#### TASK
Copy every line of the listing below word for word, without the pictures.

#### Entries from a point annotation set
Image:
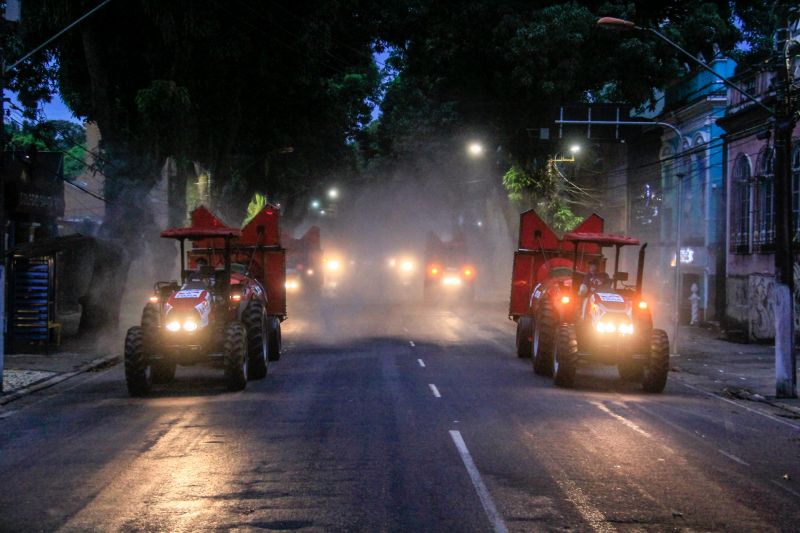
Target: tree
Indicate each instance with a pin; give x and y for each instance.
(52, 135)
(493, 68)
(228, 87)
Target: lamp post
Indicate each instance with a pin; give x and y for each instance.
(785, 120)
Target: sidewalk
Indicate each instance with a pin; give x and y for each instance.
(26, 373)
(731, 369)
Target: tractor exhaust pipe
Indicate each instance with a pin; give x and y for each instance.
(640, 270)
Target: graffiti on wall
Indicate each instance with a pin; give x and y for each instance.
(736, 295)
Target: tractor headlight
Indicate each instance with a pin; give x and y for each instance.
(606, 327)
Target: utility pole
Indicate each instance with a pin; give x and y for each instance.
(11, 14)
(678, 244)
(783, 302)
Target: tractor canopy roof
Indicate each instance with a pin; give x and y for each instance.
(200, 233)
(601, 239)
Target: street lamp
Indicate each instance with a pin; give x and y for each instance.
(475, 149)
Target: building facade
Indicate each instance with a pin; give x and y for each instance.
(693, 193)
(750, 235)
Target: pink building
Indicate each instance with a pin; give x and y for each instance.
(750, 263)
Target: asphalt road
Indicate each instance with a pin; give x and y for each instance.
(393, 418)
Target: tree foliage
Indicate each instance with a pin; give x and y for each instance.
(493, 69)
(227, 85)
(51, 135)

#### OUTPUT OF THE TASK
Image:
Target: tree
Indicate each instance with a pin; give x and y for each instance.
(52, 135)
(493, 68)
(228, 87)
Target: lamp post
Indicate each instance with a pin; give x and y for each instance.
(785, 120)
Target: sidewalk
Indicate each instance with a pin; give x and y for each instance.
(26, 373)
(731, 369)
Target: tractor exhaust pipe
Indicate each instance with a pin; give x and y for each instance.
(640, 270)
Target: graffiti on wall
Indicate each instance with a pin; give x and y for each instance.
(736, 295)
Target: tractor headlight
Indicate each instance with a pin; give x and y for each instance.
(606, 327)
Target: utility pole
Indicate each instance with a pin; give x and y for each instance.
(11, 14)
(678, 244)
(783, 302)
Target: tractor canopy roof
Indicate each instance with a pin; give x and y for each instance.
(200, 233)
(601, 239)
Target: street lamp
Indicate each instance with a pin; give x and y for each instance.
(475, 149)
Target: building facade
Indicate each instance with a pin; give x and y for each instance.
(693, 193)
(750, 235)
Target: pink building
Indicate each instance with a pin; give x and y for each instance.
(750, 263)
Target: asphalt road
Indicate each instance with a pin; give x and y for each instance.
(393, 418)
Target: tree foliage
Indicate each instance with a pin; give x and y for each instance.
(493, 69)
(227, 85)
(51, 135)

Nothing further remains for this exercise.